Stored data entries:
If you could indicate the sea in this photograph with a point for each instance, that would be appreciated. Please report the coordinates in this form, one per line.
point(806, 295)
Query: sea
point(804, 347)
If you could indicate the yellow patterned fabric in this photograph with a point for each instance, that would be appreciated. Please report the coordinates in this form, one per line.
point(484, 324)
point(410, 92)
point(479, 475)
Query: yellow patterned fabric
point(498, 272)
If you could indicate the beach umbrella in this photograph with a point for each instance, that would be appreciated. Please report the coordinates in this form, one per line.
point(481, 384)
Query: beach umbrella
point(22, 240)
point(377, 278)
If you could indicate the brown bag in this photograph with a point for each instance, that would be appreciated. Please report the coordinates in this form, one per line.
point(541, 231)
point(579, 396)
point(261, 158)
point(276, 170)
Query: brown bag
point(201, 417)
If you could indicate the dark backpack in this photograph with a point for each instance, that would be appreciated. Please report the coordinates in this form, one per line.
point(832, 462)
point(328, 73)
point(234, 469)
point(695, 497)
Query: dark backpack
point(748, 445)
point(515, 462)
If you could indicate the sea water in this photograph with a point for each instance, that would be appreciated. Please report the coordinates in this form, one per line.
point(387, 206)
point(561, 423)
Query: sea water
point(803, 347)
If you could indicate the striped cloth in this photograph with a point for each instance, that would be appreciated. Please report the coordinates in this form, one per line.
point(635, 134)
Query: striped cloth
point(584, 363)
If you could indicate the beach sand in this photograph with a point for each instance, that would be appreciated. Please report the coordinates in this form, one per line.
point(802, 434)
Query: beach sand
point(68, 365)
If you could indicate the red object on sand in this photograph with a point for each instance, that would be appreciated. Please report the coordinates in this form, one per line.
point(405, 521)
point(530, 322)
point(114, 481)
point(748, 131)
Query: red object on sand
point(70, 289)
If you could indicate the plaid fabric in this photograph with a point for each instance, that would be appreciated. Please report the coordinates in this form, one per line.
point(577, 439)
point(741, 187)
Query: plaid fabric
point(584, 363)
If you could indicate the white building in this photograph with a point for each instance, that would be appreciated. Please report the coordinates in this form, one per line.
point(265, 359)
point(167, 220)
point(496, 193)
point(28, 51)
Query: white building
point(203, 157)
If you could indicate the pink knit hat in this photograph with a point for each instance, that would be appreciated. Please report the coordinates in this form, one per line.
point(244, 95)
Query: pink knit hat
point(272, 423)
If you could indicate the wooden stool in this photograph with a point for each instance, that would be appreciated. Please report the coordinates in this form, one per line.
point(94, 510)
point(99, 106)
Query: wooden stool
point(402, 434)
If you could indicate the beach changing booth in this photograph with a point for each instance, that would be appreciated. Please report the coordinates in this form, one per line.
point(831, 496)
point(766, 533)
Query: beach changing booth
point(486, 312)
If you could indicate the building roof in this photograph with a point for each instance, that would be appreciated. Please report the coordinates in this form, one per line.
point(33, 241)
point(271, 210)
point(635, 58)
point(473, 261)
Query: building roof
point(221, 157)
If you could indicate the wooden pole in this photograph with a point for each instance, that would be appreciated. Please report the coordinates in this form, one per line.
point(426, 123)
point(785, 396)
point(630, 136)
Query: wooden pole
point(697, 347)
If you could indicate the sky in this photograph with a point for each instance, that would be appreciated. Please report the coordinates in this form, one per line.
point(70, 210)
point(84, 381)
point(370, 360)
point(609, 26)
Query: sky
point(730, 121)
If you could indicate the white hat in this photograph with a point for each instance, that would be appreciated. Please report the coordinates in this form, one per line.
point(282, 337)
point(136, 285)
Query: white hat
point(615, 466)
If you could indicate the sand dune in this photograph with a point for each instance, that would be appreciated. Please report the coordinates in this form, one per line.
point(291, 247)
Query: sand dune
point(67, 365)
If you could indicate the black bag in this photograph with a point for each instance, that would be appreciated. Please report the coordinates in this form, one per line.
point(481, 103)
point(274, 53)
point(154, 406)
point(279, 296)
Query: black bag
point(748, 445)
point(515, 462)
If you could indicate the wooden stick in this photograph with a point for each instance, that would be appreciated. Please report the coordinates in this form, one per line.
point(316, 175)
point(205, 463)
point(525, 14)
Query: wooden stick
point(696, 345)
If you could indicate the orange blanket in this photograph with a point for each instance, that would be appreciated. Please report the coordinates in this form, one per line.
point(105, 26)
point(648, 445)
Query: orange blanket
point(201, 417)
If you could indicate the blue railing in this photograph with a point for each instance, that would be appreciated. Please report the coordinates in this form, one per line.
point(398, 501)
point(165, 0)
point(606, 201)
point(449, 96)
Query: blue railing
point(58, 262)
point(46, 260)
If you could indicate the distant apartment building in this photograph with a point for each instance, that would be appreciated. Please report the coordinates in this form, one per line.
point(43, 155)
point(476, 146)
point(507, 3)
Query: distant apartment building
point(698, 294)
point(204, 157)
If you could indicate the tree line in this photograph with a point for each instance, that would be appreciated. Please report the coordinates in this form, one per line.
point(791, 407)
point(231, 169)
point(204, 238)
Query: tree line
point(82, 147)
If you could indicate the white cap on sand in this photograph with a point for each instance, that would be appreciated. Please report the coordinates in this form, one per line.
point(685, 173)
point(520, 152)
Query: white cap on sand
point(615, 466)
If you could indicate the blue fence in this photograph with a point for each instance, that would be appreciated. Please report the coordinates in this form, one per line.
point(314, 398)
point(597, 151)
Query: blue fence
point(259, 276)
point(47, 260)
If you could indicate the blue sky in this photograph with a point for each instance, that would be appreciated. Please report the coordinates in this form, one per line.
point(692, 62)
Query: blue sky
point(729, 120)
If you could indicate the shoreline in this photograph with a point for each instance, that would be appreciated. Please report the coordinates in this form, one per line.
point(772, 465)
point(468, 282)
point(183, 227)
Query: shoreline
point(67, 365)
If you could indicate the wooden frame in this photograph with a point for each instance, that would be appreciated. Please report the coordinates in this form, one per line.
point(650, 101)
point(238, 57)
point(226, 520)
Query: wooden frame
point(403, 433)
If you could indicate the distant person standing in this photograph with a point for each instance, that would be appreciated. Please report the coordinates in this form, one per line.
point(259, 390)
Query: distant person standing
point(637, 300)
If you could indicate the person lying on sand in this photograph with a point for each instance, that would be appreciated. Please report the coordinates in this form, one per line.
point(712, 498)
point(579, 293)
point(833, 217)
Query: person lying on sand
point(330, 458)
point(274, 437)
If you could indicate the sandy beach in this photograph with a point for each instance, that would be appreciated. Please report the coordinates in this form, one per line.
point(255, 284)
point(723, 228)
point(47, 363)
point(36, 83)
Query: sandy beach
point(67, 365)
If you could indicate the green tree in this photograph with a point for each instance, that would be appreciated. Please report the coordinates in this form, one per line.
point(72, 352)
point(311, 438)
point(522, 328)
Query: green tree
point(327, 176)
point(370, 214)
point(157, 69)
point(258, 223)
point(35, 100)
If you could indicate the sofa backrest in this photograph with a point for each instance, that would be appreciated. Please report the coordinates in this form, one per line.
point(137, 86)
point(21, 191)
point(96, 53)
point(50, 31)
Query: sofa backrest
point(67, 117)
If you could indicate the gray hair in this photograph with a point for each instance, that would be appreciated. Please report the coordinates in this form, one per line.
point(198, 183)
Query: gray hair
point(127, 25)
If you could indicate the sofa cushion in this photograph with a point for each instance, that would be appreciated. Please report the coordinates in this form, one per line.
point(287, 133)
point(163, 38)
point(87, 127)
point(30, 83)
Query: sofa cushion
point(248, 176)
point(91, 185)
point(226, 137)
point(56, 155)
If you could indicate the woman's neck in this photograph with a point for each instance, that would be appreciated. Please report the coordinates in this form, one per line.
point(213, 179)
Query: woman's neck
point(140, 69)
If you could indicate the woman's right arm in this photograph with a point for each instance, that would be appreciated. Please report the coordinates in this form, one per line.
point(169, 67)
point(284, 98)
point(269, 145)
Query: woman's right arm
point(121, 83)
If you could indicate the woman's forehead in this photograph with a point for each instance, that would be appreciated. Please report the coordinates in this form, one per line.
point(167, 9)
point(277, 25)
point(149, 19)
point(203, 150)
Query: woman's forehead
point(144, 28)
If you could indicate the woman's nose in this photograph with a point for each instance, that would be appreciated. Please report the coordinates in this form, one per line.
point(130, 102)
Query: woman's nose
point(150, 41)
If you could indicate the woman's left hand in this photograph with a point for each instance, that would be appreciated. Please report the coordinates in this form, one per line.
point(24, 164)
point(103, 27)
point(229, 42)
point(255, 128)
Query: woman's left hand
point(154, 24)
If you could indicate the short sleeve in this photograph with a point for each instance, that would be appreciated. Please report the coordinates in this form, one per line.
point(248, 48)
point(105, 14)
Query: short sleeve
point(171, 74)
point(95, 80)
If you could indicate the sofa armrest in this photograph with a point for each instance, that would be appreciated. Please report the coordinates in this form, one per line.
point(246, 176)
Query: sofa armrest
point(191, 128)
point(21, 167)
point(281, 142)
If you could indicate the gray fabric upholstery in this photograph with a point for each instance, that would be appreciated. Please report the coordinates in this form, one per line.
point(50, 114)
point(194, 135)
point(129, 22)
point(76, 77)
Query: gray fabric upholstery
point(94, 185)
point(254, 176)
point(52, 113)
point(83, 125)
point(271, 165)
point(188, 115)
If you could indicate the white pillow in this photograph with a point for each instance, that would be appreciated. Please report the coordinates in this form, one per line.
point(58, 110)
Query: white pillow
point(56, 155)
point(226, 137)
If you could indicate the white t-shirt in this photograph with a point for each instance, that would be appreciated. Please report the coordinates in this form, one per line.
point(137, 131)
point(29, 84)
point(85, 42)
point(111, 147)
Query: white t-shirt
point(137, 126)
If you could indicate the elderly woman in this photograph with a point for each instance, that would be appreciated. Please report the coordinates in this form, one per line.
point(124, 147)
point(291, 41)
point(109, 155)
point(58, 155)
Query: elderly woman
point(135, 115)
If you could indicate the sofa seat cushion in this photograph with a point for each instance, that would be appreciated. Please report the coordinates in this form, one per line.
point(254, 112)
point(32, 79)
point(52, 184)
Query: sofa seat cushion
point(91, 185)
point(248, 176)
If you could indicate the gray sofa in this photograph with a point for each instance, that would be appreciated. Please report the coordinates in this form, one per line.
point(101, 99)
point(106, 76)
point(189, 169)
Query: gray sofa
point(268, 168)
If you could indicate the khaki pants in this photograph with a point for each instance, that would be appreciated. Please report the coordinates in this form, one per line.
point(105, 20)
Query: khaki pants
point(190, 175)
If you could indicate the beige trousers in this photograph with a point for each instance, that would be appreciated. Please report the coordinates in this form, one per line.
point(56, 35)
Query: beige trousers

## TASK BRIEF
What is needed is an exact copy of the lines above, from the one containing "If you could indicate the white cap" through the one containing "point(597, 151)", with nothing added.

## OUTPUT OF THE EXERCISE
If you could indicate the white cap on sand in this photograph with a point for each instance, that would be appreciated. Please report the coordinates in this form, one per line.
point(685, 173)
point(520, 152)
Query: white cap on sand
point(615, 466)
If you could indicate the blue fence in this photograph with a point for each instance, that would be appreciated. Please report the coordinates in this form, one per line.
point(314, 398)
point(597, 151)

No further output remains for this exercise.